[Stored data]
+++
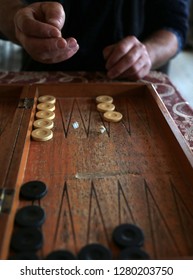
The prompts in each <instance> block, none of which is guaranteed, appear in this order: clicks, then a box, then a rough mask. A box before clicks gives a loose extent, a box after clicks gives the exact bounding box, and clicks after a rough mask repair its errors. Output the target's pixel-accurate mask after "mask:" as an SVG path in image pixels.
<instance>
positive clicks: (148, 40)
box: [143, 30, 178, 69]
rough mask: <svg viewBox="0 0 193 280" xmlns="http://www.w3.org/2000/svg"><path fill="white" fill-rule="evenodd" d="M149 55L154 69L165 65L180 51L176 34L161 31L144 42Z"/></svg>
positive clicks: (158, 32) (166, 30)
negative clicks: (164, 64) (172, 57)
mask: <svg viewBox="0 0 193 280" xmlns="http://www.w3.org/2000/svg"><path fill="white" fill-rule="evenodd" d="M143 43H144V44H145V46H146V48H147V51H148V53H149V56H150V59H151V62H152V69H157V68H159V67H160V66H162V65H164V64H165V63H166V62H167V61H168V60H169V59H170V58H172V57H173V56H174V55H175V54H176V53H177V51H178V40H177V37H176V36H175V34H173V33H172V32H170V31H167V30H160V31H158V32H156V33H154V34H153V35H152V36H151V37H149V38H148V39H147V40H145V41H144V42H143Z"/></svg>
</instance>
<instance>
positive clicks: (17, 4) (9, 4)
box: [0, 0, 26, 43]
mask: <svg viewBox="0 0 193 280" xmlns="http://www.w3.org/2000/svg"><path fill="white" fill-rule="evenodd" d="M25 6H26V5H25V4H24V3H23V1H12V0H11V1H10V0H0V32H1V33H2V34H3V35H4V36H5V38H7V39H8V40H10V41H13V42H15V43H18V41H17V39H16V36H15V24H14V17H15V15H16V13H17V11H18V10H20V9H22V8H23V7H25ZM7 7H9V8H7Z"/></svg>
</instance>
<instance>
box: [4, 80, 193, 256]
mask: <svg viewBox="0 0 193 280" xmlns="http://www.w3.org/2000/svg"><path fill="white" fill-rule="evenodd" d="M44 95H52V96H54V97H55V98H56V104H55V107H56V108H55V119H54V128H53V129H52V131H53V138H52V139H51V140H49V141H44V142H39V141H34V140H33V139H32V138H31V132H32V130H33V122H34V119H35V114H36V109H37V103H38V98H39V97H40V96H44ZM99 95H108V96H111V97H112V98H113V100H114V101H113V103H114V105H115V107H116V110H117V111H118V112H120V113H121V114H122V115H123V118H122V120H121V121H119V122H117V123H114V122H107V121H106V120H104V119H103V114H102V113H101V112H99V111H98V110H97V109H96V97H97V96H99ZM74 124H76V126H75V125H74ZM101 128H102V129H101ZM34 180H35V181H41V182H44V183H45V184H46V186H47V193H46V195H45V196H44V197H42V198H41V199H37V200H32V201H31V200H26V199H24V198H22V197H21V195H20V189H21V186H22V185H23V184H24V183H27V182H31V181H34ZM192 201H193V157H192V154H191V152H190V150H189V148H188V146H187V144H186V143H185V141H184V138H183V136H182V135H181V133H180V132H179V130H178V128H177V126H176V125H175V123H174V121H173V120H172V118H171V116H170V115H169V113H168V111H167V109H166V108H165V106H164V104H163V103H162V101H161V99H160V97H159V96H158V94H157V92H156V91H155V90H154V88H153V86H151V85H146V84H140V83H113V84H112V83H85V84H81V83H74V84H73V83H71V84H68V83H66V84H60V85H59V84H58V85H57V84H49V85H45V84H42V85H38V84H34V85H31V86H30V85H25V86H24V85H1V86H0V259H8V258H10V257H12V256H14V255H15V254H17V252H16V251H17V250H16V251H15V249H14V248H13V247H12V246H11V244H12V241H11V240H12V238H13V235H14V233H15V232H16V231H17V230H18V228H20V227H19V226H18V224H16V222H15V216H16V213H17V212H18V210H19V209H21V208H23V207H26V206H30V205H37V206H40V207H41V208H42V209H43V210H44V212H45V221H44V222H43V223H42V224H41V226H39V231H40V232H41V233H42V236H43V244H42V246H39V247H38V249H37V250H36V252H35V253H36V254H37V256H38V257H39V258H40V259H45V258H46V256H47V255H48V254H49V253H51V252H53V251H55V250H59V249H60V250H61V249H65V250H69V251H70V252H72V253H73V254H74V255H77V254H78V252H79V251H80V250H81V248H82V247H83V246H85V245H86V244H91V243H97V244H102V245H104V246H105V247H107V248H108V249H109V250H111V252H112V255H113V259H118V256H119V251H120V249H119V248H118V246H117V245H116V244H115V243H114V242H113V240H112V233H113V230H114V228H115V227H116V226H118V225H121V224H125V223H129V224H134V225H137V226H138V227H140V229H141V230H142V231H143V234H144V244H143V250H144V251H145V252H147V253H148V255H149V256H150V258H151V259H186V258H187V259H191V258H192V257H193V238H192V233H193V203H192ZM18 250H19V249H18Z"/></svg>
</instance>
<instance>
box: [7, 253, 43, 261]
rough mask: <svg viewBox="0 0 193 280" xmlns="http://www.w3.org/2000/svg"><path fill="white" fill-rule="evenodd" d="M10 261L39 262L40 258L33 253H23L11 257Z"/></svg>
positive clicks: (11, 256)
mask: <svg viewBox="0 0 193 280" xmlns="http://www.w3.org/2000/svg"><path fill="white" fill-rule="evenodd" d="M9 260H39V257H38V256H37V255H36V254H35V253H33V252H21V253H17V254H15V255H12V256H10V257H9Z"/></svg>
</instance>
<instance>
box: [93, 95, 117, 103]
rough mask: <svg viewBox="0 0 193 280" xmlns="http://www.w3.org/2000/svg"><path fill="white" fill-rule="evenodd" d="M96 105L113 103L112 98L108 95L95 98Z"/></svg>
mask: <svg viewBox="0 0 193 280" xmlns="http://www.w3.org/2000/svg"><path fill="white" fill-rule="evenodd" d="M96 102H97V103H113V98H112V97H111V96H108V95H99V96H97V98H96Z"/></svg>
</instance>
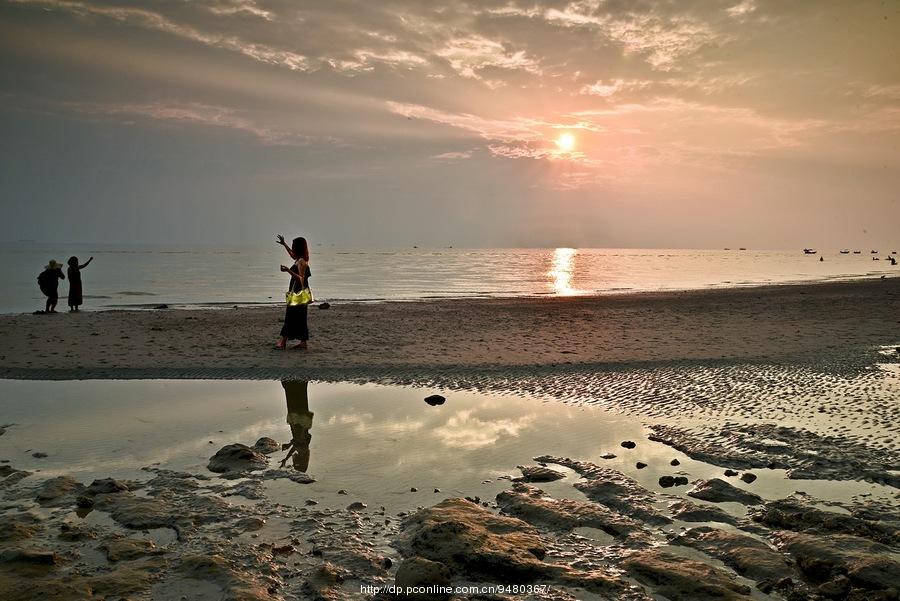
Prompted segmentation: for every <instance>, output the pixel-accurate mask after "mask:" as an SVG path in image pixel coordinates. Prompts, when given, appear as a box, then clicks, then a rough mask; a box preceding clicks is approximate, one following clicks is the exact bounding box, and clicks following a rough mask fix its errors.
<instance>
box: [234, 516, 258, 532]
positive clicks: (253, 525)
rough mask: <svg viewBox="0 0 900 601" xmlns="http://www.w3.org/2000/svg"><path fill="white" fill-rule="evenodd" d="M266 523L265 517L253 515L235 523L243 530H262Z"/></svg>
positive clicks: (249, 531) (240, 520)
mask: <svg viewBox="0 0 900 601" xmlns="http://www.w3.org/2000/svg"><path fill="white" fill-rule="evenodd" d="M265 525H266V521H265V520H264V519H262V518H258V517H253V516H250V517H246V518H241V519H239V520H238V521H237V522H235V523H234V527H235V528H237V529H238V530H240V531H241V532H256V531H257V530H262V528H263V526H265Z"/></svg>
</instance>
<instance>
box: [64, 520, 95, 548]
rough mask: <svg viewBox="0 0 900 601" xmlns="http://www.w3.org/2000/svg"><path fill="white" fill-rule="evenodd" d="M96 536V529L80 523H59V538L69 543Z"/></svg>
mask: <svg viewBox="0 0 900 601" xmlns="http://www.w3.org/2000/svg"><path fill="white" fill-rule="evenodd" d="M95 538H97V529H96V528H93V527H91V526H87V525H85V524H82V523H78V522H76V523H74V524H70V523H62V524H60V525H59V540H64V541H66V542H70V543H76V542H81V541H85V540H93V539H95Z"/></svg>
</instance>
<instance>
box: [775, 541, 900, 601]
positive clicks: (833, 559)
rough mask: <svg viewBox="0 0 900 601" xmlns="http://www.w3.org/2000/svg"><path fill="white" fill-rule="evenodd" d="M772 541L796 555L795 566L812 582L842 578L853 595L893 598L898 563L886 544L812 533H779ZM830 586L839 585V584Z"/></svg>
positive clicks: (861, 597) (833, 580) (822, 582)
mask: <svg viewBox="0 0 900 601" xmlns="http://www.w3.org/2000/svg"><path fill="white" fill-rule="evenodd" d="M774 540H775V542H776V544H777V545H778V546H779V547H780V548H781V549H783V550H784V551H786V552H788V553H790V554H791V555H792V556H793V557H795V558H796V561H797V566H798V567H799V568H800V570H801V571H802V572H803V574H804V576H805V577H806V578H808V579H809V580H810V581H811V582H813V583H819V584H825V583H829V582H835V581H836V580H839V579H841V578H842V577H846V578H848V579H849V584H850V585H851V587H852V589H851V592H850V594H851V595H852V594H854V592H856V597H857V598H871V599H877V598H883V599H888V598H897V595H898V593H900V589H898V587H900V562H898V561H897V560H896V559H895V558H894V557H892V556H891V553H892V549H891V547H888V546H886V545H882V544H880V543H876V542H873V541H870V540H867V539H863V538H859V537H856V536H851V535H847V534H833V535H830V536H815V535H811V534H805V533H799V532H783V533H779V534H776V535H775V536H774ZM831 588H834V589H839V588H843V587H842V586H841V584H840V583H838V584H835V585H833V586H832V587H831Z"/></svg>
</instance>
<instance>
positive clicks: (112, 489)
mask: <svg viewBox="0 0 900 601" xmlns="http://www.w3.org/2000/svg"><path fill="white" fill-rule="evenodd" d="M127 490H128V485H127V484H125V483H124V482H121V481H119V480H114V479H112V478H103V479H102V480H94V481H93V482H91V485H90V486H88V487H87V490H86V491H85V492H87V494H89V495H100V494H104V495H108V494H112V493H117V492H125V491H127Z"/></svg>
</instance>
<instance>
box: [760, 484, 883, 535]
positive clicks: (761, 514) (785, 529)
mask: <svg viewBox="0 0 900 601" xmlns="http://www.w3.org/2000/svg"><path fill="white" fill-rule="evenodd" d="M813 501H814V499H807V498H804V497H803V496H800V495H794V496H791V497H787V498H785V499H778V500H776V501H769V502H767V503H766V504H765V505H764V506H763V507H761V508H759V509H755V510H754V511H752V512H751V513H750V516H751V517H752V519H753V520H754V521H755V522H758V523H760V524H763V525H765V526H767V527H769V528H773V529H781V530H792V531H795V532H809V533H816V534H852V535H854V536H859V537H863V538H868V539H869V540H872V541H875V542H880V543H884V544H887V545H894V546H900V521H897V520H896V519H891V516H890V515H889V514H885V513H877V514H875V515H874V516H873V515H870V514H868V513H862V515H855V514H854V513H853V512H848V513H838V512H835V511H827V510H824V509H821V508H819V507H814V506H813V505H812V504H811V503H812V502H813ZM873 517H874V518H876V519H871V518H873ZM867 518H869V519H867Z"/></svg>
+++
What you return should be exactly the lines above, starting at the one with "positive clicks: (833, 559)" and ending at the one with "541L796 555L795 566L812", and nothing else.

positive clicks: (833, 559)
rough mask: <svg viewBox="0 0 900 601" xmlns="http://www.w3.org/2000/svg"><path fill="white" fill-rule="evenodd" d="M772 541L796 555L795 566L812 582L842 578L853 595L893 598L898 563L886 544L812 533H779ZM830 586L839 585V584Z"/></svg>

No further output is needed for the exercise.